▶ WHAT IS EXPECTED
The data below is to be transcribed word for word; pictures are to be excluded.

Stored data

▬▬▬▬▬▬▬▬▬▬

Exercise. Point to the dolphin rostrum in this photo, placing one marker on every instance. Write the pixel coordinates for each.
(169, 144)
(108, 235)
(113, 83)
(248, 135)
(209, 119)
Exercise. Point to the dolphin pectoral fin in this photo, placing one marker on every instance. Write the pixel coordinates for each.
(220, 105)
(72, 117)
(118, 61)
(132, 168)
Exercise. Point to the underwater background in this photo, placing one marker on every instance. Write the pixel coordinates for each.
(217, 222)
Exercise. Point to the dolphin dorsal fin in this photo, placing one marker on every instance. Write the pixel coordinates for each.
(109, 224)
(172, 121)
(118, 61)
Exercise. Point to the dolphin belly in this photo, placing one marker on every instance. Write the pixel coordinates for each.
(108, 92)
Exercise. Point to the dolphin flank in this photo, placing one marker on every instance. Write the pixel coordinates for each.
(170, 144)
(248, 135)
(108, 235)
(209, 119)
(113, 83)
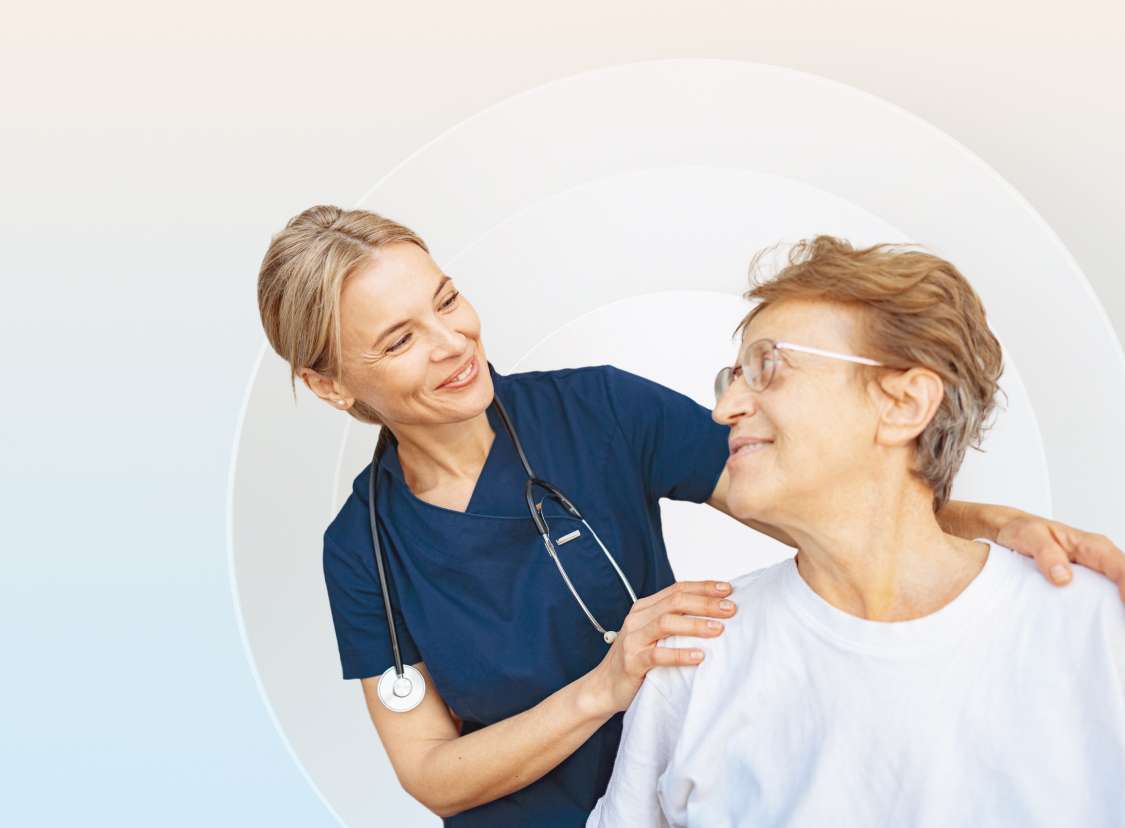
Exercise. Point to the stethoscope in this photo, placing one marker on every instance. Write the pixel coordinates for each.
(402, 686)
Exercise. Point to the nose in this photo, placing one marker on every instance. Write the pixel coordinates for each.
(737, 402)
(449, 342)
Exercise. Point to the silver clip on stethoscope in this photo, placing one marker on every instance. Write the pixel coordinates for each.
(402, 686)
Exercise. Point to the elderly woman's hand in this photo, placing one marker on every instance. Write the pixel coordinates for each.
(669, 612)
(1054, 546)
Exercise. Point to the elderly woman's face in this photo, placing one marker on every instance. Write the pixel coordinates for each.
(812, 429)
(411, 342)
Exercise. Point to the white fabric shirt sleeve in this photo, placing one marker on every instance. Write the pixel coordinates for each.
(648, 738)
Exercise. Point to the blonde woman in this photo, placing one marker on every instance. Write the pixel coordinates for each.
(531, 630)
(891, 674)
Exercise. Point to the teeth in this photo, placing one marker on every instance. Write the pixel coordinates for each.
(462, 375)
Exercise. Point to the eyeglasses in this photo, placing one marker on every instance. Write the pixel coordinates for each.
(758, 360)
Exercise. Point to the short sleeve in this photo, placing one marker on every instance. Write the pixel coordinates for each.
(680, 449)
(356, 599)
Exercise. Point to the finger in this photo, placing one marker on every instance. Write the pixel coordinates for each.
(675, 624)
(695, 587)
(684, 603)
(1098, 552)
(1051, 558)
(676, 657)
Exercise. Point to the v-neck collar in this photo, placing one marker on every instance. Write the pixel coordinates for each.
(500, 453)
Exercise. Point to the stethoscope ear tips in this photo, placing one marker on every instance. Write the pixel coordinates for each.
(401, 693)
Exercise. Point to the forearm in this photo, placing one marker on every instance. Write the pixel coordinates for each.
(501, 758)
(975, 520)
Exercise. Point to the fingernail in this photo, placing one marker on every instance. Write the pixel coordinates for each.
(1060, 574)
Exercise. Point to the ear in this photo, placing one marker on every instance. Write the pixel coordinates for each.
(907, 402)
(329, 389)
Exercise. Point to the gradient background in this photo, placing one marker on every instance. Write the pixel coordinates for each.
(149, 153)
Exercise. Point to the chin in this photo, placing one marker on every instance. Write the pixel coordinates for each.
(745, 503)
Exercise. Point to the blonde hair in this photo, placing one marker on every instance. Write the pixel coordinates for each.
(299, 282)
(918, 311)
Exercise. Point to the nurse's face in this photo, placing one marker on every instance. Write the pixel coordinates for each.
(810, 433)
(411, 342)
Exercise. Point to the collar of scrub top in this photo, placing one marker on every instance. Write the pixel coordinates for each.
(402, 686)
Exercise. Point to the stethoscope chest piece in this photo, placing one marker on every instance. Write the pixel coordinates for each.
(402, 693)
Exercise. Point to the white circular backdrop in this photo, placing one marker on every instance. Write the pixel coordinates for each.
(609, 217)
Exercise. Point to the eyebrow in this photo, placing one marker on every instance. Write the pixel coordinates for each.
(387, 332)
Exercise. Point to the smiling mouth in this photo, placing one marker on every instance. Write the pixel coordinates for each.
(466, 376)
(750, 448)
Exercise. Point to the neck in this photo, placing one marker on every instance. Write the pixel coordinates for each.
(443, 457)
(876, 551)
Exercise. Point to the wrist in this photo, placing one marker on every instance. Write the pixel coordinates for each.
(593, 698)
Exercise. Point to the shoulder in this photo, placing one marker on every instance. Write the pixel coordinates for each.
(348, 537)
(1088, 594)
(588, 378)
(755, 593)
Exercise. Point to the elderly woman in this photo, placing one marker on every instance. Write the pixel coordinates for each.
(891, 673)
(484, 627)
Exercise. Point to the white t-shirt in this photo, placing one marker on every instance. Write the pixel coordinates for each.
(1006, 707)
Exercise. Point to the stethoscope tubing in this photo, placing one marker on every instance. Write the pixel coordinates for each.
(399, 691)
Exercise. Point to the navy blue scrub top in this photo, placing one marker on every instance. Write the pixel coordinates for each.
(475, 594)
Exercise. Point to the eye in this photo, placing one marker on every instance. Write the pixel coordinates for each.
(399, 344)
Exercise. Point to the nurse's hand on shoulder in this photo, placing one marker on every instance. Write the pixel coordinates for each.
(669, 612)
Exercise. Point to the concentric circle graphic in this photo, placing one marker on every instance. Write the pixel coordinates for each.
(609, 217)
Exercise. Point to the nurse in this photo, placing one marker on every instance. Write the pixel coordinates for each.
(521, 718)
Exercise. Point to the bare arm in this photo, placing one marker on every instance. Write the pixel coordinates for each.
(1051, 543)
(450, 773)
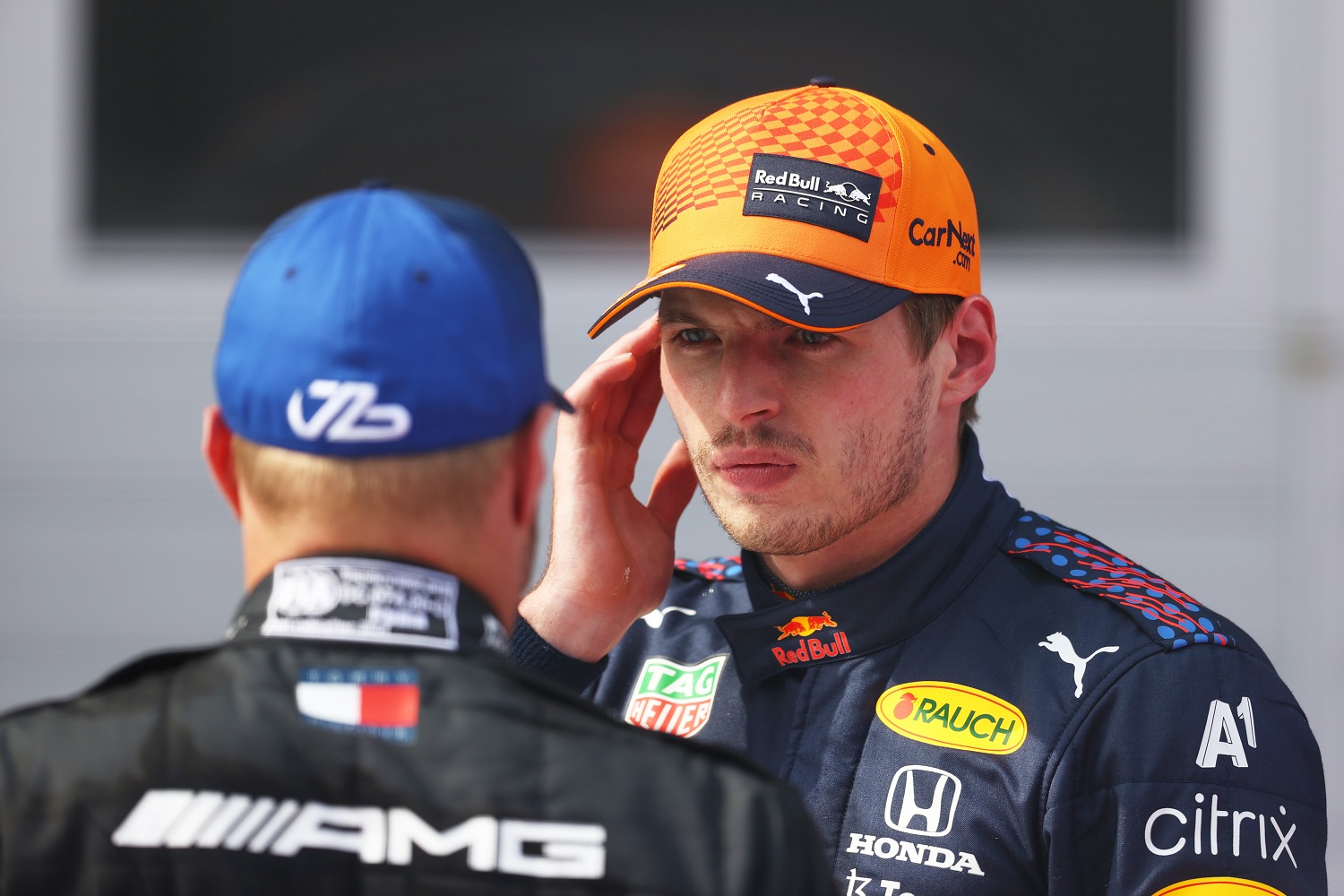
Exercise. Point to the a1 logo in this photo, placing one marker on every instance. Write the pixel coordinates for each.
(1222, 737)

▬▬▬▬▬▬▬▬▬▬

▶ SOLVED PROBLEM
Exercise. Point to the dolphin rostrum in this photo, placing one marker on every instance. Write the pixel coordinates for each.
(169, 144)
(108, 235)
(113, 83)
(248, 135)
(209, 119)
Exercise. Point to the dolphin pectoral fin in this photo, placing one marker on every instance. Write the pixel coordinates for each.
(220, 105)
(72, 117)
(118, 61)
(132, 168)
Exercise. Point to the underwater background in this photo, placing one marker on every instance. Write the pixel coordinates for each.
(217, 222)
Exercise. Point to the dolphin dorsal fin in this photo, placing one marker on every instance. Write the pixel coordinates for each.
(109, 224)
(172, 121)
(118, 61)
Exercise. Point to the dolphin belly in this photo, placing one marker on every instance. Write the pixel coordinates for each.
(108, 92)
Exercise. Point to the dolphin flank in this photo, placing one marker on every instance. Write the pixel coordinates for each.
(170, 144)
(248, 135)
(108, 235)
(209, 119)
(113, 83)
Exercise. Point to the stethoscope in this photo, placing one marker on every instance. Write the pixel coordinates for each.
(402, 686)
Exercise. Point to the nose in this photo, placing one marker on every instance. Write the pixel coordinates for each.
(737, 402)
(449, 342)
Exercise. Point to the silver clip on stethoscope in this photo, placing one marker on every instance. Write the pixel coordinates for each.
(402, 686)
Exercise. Point to the elderly woman's hand in this photo, placing one marker on every instance. Write the pixel coordinates for each.
(669, 612)
(1054, 546)
Exercise. Point to the elderly woman's face in this photo, placing one marker on every instance. Write the pixel coordinates for each.
(812, 429)
(411, 342)
Exercise. Point to the white fabric shirt sleeve in this photo, placing one marker on every instance. Write the pixel coordinates for each.
(648, 738)
Exercise. Point to the blonde woman in this photo, placing one marker on every instance. Write the pixel coordinates for each.
(531, 630)
(891, 674)
Exercise. Point to the teeth in this photo, placing one marker on every instance. Write the pixel coordinates for each.
(462, 375)
Exercise. Point to the eyeglasses in this photo, placing one marker on every instance. Write the pixel coordinates for each.
(758, 360)
Exercise. Point to the short sleeve in this photo, placing one marker on every instance. Write the pixel coordinates for each.
(680, 449)
(356, 599)
Exercise. Point to the finger in this photo, placing one marker on every instance. Write the pixel coordinates for each.
(675, 624)
(695, 587)
(684, 603)
(1098, 552)
(1051, 558)
(676, 657)
Exercise. Point to the v-neck collar in this photo, placing one marker on every instance. Write the pixel coordinates for each.
(500, 453)
Exercise. Point to the stethoscope ear tips in this photo, placing one marker on every instance. Write the pixel coordinates for each.
(401, 693)
Exercise. Point to the forearm in this photo, placing one marker on every instance. Write the pixel coordinates for each.
(501, 758)
(975, 520)
Exercise. Point to the fingernail in this photo, placing one marker on every instance. Write the pixel coordinates for each.
(1060, 574)
Exercise. Point to the ear in this photo, placing one marker on every instance. Write the pixel coordinates for each.
(907, 402)
(329, 389)
Exercise. Point to the gradient background in this photo, placing one marker on every instance. Write the pixel coordinates for each.
(149, 153)
Exercise. Point to the chin in this photo, placing one marker on every instance. Write the pixel coordinates for each.
(745, 503)
Exercise. Point to the blonde hair in this photo, placing one marker on every instance. Write the pixel coordinates for each.
(299, 282)
(918, 311)
Exercise. Point to the nurse's face in this photo, placing one marker on every instance. Write the pixel coordinates for each.
(810, 433)
(411, 342)
Exercise. Point to the collar of scrub top in this photo, placing one marker on every instance. Write the pixel coordinates for each.
(402, 686)
Exercise. Point to the stethoscope chest piece in this photo, placing one marker on every instance. Write the pixel coordinates for each.
(402, 693)
Exercise. Point to the white circular backdrop in this photo, placing one marker on every instance. Write the pixel coordinates for each.
(609, 217)
Exercise. Point to the eyebrow in this photo, placing one marker on every instance. Write the pixel coordinates for each.
(387, 332)
Exercise. Point to the smiling mouth in this photo, placing one marker on every instance. Write the pixel coordinates for each.
(466, 376)
(750, 448)
Exercise. Point to the neck in this photo, placing one marker on every instance. Write the pixel coordinates for each.
(443, 457)
(876, 551)
Exercise. Point to the wrist in this photo, placing one marker on every instance. Write the pixel coordinates for each.
(593, 698)
Exercise. Point to the shoulder in this photo, placing one marker on every instance. Write the pixel coordinates for each.
(348, 537)
(1088, 594)
(588, 378)
(755, 593)
Exercise. Point to the elderly woman in this photo, placing one marker on every instance. Write the pixel coordinates for each.
(891, 673)
(484, 627)
Exercise. Point to the white t-shirt in this photo, placing one marker on every instance. Write the pixel coordinates for each.
(1006, 707)
Exercise. Point to the stethoscope tubing in this photo, placing one marker on every instance. Write the pixel coordinates for each.
(399, 691)
Exercise. Point to the navy blue scrub top in this photo, placing one marker on every instance. Write the pixel coordinates for each.
(475, 594)
Exercise. Point to the eye in this photo, placing one marker on every instance. Write the pixel coordinates for each.
(399, 344)
Exercise. Point to the nurse's hand on shoulder in this photo, placing one marker on every instance. Write the pixel coordinates for each.
(669, 612)
Exercise. Point to the concentric circle graphic in this photo, placing one marker on every instance. Write the pixel coordinates for each.
(609, 217)
Exercise. Point to the nurse in this photo, placing one marker on every instance. Write the pixel coordinates for each.
(521, 718)
Exercise. Point to the bare arm in this photo, placing one marker on every instance. Write the pixel coordinates for each.
(1051, 543)
(450, 773)
Exercise. Point to the a1 logo in this photo, placing one marker on every instance. Write the pixel coordinates for each.
(1222, 737)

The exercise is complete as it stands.